* _Task details_
In the text on green and sustainable design, which two places created by eco-pioneers are associated with the term "green"?

*** Opening of Excerpt to read ***

Distinctions of green, eco, bio-climatic and sustainable design
Provided by Brian Edwards: Emeritus Professor of Architecture Edinburgh College of Art and Associate Professor of Sustainable Architecture, Royal Danish Academy of Fine Arts.
Although the terms are often interchangeable, there are distinctions that can be made. Although it is often more a case of emphasis than precise definition, it is important that the terms are used in the right context and with the correct focus.
The geodesic dome at Expo’67 in Montreal designed by Buckminster Fuller inspired many later green designers to exploit new materials and structural systems.
This was the term used by early ecological thinkers in the 1980s. It was used to embrace a wide range of resource issues although in architecture the emphasis was upon energy. Green remains a broad concept and includes at one end energy, particularly renewable energy, and at the other biodiversity. Today green has begun to embrace health aspects of design and construction - particularly the links between green building and healthy lifestyles.
As a term, ‘green’ is losing its popularity, particularly in professional circles. To some it is associated with eco-pioneers who created places like Findhorn in Scotland and the ‘Earthship’ community in New Mexico. To others it lacks precision and is hence rather more political or aspirational than measurable.

*** Close of Excerpt to read ***
*** Opening of Extracted records ***

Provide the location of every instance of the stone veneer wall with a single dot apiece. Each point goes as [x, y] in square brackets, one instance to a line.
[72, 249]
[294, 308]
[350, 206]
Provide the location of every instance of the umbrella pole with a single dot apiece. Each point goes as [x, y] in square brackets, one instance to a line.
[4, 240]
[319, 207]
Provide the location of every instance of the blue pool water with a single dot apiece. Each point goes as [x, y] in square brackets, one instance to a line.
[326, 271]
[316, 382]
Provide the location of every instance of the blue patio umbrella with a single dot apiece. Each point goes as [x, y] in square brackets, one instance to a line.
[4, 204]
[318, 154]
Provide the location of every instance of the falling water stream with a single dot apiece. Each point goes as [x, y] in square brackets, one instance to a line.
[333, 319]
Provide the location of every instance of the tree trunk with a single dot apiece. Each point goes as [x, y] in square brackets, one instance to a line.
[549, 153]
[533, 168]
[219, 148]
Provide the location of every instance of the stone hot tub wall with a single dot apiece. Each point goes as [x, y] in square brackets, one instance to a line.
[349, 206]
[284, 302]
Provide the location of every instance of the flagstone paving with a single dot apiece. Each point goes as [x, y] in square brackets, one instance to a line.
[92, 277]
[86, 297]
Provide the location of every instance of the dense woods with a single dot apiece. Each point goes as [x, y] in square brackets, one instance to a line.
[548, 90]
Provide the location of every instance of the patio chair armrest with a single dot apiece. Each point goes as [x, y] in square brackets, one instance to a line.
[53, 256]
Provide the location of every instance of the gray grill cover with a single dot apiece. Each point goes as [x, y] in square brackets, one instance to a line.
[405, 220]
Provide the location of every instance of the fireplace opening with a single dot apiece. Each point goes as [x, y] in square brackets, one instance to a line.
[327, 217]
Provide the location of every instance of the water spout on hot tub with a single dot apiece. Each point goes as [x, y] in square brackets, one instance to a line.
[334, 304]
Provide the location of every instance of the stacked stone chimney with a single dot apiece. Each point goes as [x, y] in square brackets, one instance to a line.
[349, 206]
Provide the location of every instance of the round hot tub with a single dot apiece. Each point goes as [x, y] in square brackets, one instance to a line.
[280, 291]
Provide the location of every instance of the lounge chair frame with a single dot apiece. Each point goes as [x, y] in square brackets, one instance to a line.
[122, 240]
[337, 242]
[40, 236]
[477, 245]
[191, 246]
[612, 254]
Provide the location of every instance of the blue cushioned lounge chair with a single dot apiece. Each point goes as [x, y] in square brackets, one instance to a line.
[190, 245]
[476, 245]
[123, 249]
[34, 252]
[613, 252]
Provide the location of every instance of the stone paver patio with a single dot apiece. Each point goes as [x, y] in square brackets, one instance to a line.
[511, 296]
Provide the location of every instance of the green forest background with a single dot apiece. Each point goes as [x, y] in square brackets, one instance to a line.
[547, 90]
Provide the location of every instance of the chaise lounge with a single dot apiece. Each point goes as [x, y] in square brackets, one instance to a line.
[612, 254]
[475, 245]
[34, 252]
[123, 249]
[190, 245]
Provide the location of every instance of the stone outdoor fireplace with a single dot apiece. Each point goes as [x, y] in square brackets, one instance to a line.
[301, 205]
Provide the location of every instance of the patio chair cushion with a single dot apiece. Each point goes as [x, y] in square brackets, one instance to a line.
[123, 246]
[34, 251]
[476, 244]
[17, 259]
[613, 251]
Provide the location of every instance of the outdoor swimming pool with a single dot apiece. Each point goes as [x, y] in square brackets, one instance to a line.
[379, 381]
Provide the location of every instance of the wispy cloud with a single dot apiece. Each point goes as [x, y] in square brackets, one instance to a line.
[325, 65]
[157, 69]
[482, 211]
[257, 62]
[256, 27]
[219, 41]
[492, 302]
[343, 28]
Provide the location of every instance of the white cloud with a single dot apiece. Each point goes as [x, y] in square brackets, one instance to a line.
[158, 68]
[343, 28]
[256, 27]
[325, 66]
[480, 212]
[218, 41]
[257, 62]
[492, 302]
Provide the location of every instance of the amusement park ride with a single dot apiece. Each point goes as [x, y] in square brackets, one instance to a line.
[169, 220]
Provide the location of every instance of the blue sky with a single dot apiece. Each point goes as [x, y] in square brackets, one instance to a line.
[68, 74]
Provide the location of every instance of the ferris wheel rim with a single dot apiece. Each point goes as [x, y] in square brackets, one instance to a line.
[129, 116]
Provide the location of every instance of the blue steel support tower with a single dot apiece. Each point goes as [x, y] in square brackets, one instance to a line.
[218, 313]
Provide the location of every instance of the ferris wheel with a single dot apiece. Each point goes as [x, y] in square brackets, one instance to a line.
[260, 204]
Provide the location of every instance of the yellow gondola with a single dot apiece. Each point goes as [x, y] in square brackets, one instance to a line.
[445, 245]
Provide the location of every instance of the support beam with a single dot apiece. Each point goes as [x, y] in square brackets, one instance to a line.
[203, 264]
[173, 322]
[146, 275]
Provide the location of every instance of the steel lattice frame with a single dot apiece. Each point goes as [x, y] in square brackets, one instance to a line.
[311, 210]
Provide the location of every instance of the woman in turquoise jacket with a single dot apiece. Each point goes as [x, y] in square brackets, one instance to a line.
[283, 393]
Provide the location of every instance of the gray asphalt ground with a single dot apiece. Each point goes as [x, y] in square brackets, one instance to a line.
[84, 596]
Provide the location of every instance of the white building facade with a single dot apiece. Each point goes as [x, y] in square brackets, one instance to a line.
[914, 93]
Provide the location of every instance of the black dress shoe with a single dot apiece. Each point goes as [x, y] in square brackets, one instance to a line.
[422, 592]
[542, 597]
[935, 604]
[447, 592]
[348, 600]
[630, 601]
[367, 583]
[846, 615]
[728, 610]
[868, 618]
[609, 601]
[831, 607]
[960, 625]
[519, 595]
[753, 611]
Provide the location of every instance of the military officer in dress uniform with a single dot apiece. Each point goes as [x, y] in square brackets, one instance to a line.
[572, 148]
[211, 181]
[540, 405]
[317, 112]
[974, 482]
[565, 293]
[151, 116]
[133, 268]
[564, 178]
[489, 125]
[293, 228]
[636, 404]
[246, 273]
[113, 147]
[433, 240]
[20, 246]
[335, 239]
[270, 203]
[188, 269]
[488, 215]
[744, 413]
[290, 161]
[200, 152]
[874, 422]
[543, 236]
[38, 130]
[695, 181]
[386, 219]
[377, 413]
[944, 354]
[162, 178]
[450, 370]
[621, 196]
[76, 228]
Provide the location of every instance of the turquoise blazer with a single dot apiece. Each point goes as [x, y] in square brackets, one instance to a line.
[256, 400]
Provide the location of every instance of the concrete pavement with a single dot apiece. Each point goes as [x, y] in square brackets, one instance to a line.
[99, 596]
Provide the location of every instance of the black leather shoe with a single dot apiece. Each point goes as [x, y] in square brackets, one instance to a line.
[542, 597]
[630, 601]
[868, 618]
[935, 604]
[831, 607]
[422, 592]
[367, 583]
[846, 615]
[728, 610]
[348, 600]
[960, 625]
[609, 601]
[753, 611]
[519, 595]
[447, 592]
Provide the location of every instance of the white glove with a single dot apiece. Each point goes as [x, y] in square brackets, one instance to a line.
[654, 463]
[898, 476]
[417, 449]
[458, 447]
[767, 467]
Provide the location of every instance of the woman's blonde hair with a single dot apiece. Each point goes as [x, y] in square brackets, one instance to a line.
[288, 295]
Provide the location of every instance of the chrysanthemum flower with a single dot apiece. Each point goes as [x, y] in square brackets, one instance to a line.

*** Close of Extracted records ***

* _Result of the exercise_
Findhorn in Scotland and the "Earthship" community in New Mexico.